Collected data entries

******

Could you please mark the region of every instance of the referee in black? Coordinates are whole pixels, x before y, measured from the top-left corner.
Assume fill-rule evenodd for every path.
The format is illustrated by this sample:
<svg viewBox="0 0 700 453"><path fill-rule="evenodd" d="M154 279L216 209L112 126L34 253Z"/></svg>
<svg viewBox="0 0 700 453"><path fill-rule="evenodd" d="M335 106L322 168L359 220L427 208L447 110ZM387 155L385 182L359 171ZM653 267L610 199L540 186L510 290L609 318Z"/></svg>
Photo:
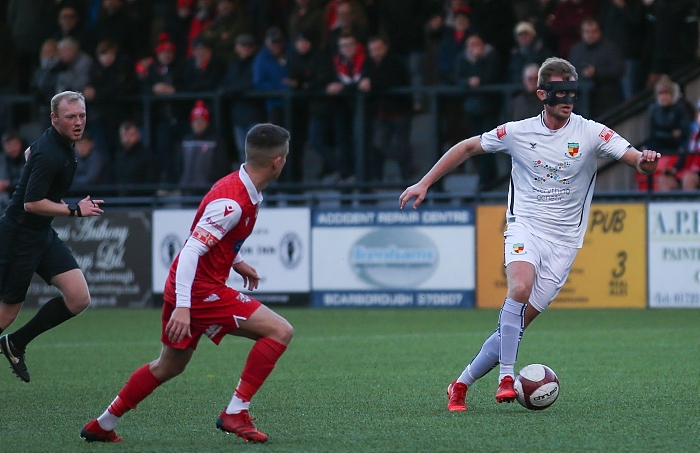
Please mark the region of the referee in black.
<svg viewBox="0 0 700 453"><path fill-rule="evenodd" d="M90 305L85 276L51 222L56 216L98 216L102 200L88 195L66 204L73 182L74 144L85 130L85 98L64 91L51 99L51 127L30 145L27 163L10 206L0 217L0 333L17 318L36 272L61 291L24 326L0 337L0 350L12 371L29 382L24 351L34 338L76 316Z"/></svg>

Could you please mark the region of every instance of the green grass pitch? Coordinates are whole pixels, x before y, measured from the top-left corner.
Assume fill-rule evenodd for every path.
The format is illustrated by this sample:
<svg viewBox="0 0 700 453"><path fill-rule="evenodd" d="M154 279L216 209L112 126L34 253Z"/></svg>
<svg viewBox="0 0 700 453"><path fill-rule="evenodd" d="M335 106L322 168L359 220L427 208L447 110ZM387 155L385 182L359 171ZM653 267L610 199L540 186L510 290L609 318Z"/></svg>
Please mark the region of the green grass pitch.
<svg viewBox="0 0 700 453"><path fill-rule="evenodd" d="M82 426L160 350L158 310L94 309L30 345L31 383L0 363L0 451L700 451L700 310L548 310L516 369L552 367L558 401L537 412L499 405L494 370L469 390L466 413L447 412L445 388L495 329L496 311L277 311L295 338L251 407L267 444L215 427L251 346L234 337L203 339L183 375L121 420L124 442L83 442Z"/></svg>

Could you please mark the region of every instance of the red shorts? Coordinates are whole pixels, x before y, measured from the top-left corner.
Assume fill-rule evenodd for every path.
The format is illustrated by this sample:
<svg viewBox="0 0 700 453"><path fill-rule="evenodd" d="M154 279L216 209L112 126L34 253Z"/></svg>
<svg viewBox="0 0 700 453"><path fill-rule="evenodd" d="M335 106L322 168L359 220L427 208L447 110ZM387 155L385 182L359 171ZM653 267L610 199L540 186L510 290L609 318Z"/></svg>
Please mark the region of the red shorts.
<svg viewBox="0 0 700 453"><path fill-rule="evenodd" d="M190 308L190 333L191 337L185 337L179 343L173 343L165 333L175 301L164 296L162 327L160 340L163 344L175 349L197 349L197 343L202 334L209 337L214 344L221 343L224 335L238 329L238 321L245 321L255 313L261 303L243 293L222 286L212 290L201 297L192 297Z"/></svg>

******

**Aim of the task**
Please copy every line in the entries where "corner" appears.

**Exercise solution**
Could you please mark the region of every instance of the referee in black? Coordinates are whole pixels, x before y, measured from the top-left corner.
Could you please mark the region of every instance of the green grass pitch? Coordinates are whole pixels, x before y, measured from the top-left corner.
Could you please mark the region of every instance of the red shorts? Coordinates are whole pixels, x before y, measured from the top-left corner.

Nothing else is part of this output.